EXERCISE: Give the number of lines in the entries below that hold "uniform", with no accompanying words.
--- RECORDS TO USE ---
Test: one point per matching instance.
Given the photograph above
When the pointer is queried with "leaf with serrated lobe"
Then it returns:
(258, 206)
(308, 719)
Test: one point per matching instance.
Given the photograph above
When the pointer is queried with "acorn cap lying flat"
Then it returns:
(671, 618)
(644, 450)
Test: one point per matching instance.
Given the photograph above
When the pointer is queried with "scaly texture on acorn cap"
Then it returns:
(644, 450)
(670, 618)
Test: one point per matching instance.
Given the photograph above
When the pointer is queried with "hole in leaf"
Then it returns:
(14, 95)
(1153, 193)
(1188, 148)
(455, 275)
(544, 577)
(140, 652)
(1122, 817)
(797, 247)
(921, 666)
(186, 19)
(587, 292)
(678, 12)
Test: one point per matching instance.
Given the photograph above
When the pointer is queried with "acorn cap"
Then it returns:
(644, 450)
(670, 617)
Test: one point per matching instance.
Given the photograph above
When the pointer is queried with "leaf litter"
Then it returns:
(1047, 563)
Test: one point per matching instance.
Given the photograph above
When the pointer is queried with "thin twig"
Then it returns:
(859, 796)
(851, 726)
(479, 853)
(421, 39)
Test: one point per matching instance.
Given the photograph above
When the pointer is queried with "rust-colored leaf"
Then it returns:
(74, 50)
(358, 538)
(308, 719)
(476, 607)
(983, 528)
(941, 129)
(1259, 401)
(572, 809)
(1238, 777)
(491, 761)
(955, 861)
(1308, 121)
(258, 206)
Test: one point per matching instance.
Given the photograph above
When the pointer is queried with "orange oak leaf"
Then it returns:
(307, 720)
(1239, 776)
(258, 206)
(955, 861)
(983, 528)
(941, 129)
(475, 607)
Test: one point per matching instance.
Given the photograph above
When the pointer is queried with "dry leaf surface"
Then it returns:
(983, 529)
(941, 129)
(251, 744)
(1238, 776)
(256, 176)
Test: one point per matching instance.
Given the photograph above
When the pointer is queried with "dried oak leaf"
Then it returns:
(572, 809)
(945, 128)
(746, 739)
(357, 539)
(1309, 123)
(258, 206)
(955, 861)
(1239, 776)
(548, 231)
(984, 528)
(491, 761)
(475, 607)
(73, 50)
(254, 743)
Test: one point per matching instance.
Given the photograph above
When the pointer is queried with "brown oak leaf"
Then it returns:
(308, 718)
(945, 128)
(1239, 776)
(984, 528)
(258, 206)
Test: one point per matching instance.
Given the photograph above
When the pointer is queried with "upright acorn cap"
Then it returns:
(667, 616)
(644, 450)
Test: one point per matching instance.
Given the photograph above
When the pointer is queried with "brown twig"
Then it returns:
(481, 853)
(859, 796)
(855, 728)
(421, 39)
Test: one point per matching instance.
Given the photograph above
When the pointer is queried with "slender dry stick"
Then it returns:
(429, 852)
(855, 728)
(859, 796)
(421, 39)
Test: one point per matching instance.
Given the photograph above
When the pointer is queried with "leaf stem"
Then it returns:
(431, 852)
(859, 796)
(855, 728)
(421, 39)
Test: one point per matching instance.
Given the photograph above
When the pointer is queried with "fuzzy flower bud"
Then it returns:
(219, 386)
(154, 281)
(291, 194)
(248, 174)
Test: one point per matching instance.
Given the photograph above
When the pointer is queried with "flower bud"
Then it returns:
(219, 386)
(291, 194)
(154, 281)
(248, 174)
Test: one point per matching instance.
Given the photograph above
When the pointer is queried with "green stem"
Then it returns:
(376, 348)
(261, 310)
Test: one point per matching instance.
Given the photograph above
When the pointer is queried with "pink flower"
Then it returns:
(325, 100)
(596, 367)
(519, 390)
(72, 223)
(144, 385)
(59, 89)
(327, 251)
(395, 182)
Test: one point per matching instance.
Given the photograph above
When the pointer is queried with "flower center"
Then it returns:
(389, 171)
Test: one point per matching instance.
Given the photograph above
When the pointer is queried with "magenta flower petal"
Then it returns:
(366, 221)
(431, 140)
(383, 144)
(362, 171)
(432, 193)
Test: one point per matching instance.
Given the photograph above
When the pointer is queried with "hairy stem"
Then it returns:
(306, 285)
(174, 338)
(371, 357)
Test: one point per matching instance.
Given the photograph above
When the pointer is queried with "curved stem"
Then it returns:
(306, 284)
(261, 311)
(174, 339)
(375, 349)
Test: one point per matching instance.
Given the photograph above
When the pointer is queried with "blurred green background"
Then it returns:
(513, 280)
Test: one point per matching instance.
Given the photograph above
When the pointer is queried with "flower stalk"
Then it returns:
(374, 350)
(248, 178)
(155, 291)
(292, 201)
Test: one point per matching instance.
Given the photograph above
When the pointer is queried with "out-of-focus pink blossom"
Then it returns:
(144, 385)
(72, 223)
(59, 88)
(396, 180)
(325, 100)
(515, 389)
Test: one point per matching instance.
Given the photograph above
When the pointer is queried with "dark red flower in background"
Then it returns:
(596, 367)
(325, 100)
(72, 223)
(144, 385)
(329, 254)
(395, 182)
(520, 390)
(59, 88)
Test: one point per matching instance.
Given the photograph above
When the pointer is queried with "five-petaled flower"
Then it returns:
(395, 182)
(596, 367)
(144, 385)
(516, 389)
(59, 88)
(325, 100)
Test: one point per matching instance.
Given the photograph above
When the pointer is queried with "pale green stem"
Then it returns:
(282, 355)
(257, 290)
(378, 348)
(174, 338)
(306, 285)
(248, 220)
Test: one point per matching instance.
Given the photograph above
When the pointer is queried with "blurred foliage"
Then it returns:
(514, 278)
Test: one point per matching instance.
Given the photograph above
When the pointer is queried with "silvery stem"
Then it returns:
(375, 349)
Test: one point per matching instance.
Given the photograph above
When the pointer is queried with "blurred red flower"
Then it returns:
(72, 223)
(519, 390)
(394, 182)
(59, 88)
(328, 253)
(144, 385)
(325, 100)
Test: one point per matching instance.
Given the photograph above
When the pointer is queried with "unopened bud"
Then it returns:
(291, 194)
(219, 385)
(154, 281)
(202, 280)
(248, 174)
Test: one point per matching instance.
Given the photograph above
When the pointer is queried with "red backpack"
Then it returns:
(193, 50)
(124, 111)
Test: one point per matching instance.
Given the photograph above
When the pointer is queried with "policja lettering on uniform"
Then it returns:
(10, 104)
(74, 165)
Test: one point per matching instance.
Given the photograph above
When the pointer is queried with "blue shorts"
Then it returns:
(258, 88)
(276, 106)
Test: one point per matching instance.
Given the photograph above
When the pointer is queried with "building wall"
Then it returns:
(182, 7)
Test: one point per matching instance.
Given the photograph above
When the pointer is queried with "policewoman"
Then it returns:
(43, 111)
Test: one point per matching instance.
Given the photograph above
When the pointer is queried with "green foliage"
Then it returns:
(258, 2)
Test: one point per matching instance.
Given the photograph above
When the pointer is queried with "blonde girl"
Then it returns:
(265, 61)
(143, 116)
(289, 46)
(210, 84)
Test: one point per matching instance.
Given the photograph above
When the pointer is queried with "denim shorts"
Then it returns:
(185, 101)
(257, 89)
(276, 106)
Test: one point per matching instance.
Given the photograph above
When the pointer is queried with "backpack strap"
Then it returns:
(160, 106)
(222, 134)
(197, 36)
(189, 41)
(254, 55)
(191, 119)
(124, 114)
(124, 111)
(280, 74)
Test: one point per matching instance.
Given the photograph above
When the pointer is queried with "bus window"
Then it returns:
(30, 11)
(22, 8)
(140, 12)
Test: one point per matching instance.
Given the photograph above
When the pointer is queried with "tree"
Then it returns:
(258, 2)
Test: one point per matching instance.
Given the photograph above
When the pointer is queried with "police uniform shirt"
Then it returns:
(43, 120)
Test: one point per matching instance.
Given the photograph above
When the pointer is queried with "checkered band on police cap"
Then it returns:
---
OUTPUT FOR THIS TASK: 2